> Direction a: Locate every line in the records that contains the string "When", matching case exactly, and copy each such line.

Unitarian Universalists pray or play here (a thread inspired by Raphael)

http://stoney.sb.org/uujokes.html had many UU jokes, here’s a select few:

A UU meeting must seem strange to outsiders. A person will speak and says nothing. Nobody listens - and then everybody disagrees.

“The General answers his own phone. Must be a Unitarian.”

  • Col. Sherman Potter, M.A.S.H 4077

From the Simpsons:

Bart is playing Billy Graham’s Bible Busters in which you zap people and convert them to Christianity. Bart is really getting into the game and after zapping a guy he exclaims “Alright I got him”. Ned Flanders’ boys reply, “No you just winged him, now he’s a Unitarian.”

A man was being given a tour of Hell by the Devil. “This is the area where we keep people who have violated the food taboos of their religion”, the Devil said. “Behind this first door are the Catholics. These are the ones who ate meat on Friday. Behind the second door are the Jews. They all ate pork. Behind the third door are the Unitarians.” The man looked puzzled. The Devil clarified, “They didn’t partake of tofu, hummus, or free-trade coffee.”

What’s the difference between an agnostic, an atheist, and a Unitarian?
I don’t know, and I don’t care one way or the other.

For Jews, the deity is YHWH.
For UU’s, YMMV.

Do UU’s ever pray?
Only when they think a Democrat is going to lose an election.

A visitor asked why there were two churches in the tiny village.
The villager replied: “One says there ain’t no hell. The other says the hell there ain’t.”

Does drinking decaf make you a UU Lite?

How many UUs does it take to change a light bulb?
An undetermined number. We choose not to make a statement either in favor of, or against, the need for a light bulb.
However, if on your own journey you have found that light bulbs work for you, that’s fine.

You are invited to form a committee, write a poem or compose a modern dance about your bulb for next Sunday’s service, during which we will explore a number of light bulb traditions, including incandescent, fluorescent, three-way, long-life, and tinted, all of which are equally valid paths to luminescence.
– From “Solitaire, Poker and Seeing God” by Roger Peltier, 3/14/04, and as quoted from personal correspondence with Joan Goodwin.

How many UU’s does it take to change a lightbulb?
Why would anyone want to change a lightbulb?

You May Be A Unitarian Universalist If…

you think socks are too formal for a Summer service.
even your goldfish gets to vote on family TV viewing choices.
you consider Charlie Brown & Dilbert to be spiritual leaders.
you know at least 5 ways to say Happy holidays!

> Data extract:
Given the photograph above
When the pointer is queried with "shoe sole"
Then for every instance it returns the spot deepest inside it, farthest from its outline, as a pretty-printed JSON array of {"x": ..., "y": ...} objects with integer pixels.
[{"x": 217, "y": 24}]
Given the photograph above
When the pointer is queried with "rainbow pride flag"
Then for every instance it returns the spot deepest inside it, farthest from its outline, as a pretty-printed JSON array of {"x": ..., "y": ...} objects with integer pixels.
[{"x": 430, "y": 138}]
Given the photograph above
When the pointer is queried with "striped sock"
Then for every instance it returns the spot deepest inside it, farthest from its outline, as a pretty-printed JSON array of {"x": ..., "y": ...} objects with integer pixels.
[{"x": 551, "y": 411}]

> Direction b: Extend the Unitarian Universalist jokes, picking up right after their final line.

> Task result a:
When the pointer is queried with "shoe sole"
When the pointer is queried with "rainbow pride flag"
When the pointer is queried with "striped sock"

> Task result b:
your Christmas tree has 7 symbols on its top.
unleavened bread is part of your Easter Brunch.
you find yourself lighting a chalice before brushing your teeth.
if when you watch Jaws you root for the shark. (“Hey, sharks have to eat too!”)
belly-dancing has ever been part of a Sunday service.
on Hallowe’en you explain to everyone the Pagan significance of their costumes.
you consider Groucho, Harpo & Chico to be the “Holy Trinity.”
the “X-Files” is a regular source of your church’s sermons.
you consider Millard Fillmore one of the greatest U.S. Presidents. (He was Unitarian).
you think “Whatever” is a valid theological point.

I am The Very Model of a Modern Unitarian
by Christopher Gist Raible
Sung to “I am the Very Model of a Modern Major General”
from “The Pirates of Penzance”.

I am the very model of a modern Unitarian,
Far broader than a Catholic, Hindu, Jew or Presbyterian.
I know the world’s religions and can trace their roots historical
From Moses up to Channing, all in order categorical.
I’m very well acquainted, too, with theories theological,
On existential questions I am always wholly logical,
About most any problem I am teeming with a lot of views,
I’m full of fine ideas that should fill our church’s empty pews.

Chorus:
We’re full of fine ideas that should fill our church’s empty pews.
We’re full of fine ideas that should fill our church’s empty pews.
We’re full of fine ideas that should fill our church’s empty empty pews.

I quote from Freud and Jung and all the experts psychological.
I’m anti nuke, I don’t pollute I’m chastely ecological.
In short, in matters spiritual, ethical, material,
I am the very model of a modern Unitarian.

Chorus:
In short, in matters spiritual, ethical, material,
We are the very model of a modern Unitarian.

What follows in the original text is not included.